_Text block_
====

When the fruit is fresh, the seeds are almost indistinct in texture and flavor from the flesh. When figs are dried, the skin thickens and the seeds become grainy and almost crunchy. There's really nothing exotic about figs. They've been around practically forever and are one of the oldest fruits mentioned in literature. Cleopatra hid the poisonous asp she used to end her life in a basket of fresh figs. The Bible says Adam and Eve sewed fig leaves together to cover their bodies after the apple incident in Eden. Other Old and New Testament references to this delicacy abound.
If you've never eaten a fresh fig, you're not alone. A lickety-split season -- late June through mid-August and sporadically through the fall -- plus difficulty in transporting figs made this delicate, highly perishable fruit hard to find in our neck of the woods. Improved shipping techniques, however, and a changing ethnic climate are transforming fresh figs into a sought-after commodity. Mediterranean heritage
Figs are native to Asia Minor and specifically to Turkey and the tiny Mediterranean island of Malta. The dark-skinned Smyrna fig was introduced into Mexico by the Spanish in the mid-16th Century. Franciscan monks brought figs to San Diego area missions in the late 1700s. The crop spread to various missions along California's coast and produced the famous dark-purple Mission or black Mission fig. Most figs consumed in the United States still come from California. There are hundreds of fig varieties spread all over the world, especially in countried with warm weather. Buying and serving figs Figs don't ripen once picked, so it's important that they be at their peak when harvested. Depending on availability, figs can sell for as much as $1 a fruit. In season, the price should drop considerably.

====

_Source data_
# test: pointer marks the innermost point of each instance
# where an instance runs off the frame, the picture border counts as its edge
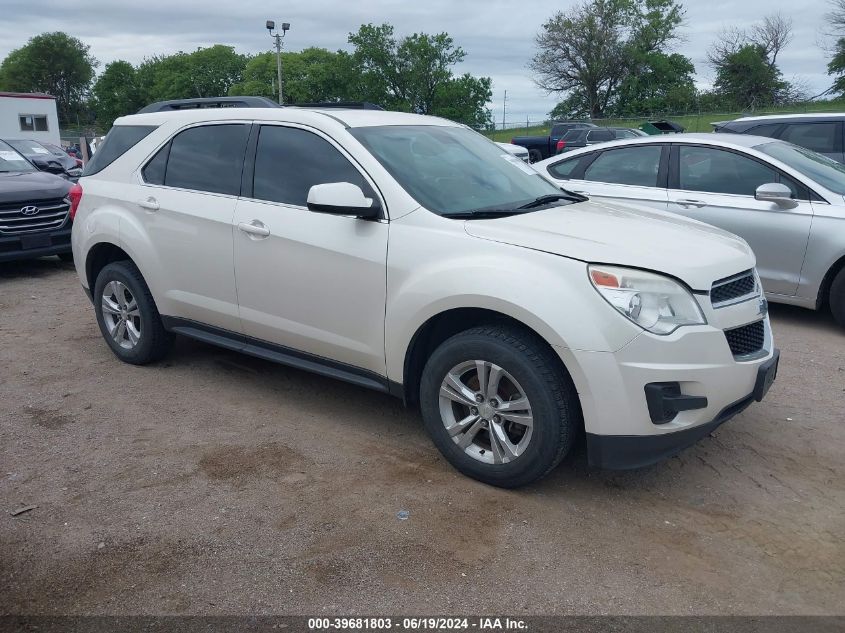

====

_Written exercise_
Please print, word for word, the part of the fig text that opens with the words containing "When the fruit" and closes with "this delicacy abound.". The listing comes from a different source than the fig text.

_Answer to this task_
When the fruit is fresh, the seeds are almost indistinct in texture and flavor from the flesh. When figs are dried, the skin thickens and the seeds become grainy and almost crunchy. There's really nothing exotic about figs. They've been around practically forever and are one of the oldest fruits mentioned in literature. Cleopatra hid the poisonous asp she used to end her life in a basket of fresh figs. The Bible says Adam and Eve sewed fig leaves together to cover their bodies after the apple incident in Eden. Other Old and New Testament references to this delicacy abound.